◆ **EXERCISE OBJECTIVE**:
Gather every line of the data below that contains the string "blue" and copy each one in full. Case matters, so match uppercase and lowercase letters precisely.

(Data listing)
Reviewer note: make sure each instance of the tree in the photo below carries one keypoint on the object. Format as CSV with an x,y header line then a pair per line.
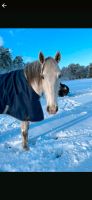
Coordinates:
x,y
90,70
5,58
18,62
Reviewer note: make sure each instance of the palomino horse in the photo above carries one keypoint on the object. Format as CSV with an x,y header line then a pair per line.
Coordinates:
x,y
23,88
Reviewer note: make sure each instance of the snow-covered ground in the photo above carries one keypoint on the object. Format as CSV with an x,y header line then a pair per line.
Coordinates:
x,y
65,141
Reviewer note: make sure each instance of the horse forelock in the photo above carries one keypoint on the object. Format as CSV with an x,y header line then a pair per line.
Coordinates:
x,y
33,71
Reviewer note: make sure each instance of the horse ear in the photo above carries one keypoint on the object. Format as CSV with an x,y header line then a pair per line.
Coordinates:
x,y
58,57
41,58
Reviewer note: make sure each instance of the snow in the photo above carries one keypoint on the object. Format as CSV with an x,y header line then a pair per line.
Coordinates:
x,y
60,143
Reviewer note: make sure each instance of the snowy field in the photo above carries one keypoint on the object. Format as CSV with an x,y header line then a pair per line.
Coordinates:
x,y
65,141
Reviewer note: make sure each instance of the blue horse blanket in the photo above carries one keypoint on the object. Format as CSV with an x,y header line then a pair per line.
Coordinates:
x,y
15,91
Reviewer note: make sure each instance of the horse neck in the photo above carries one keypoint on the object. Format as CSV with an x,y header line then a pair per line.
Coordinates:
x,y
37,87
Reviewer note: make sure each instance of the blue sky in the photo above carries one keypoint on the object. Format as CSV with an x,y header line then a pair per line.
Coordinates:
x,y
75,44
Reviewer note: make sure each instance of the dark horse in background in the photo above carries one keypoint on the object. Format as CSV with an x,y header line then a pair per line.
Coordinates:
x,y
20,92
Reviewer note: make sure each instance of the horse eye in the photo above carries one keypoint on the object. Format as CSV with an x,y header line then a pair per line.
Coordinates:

...

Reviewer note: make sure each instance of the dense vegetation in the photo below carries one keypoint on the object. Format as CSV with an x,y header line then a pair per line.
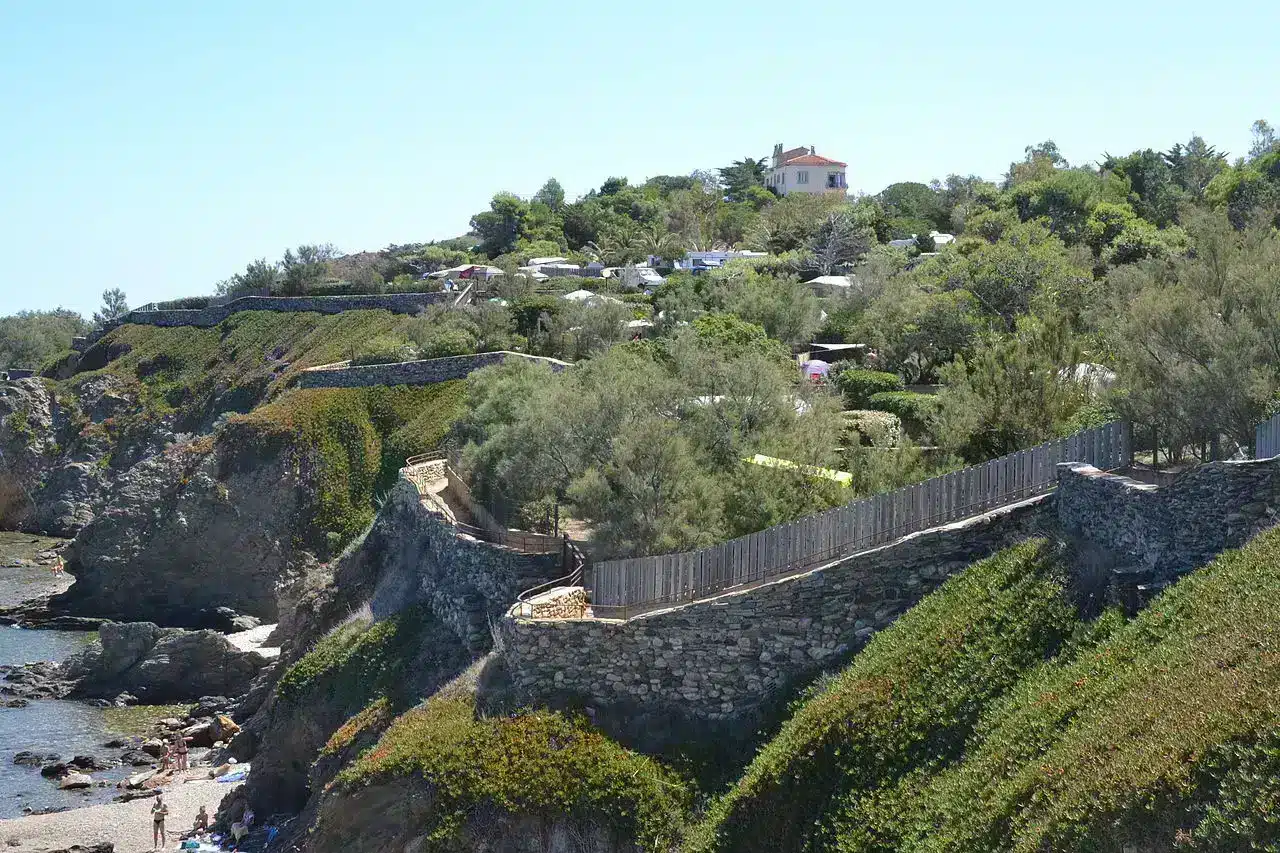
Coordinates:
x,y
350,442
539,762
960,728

◆ **RIGHT ANSWER**:
Reviewer note: make sure each instance of the blue horse blanket in the photo above carries one keypoint on the object. Format as CSV with an x,y header line then a pair per line.
Reviewer note: make sure each instance of the blue sky in the photo above carries one keypoint on the object. Format as CSV with an x,y header line then a pair per line.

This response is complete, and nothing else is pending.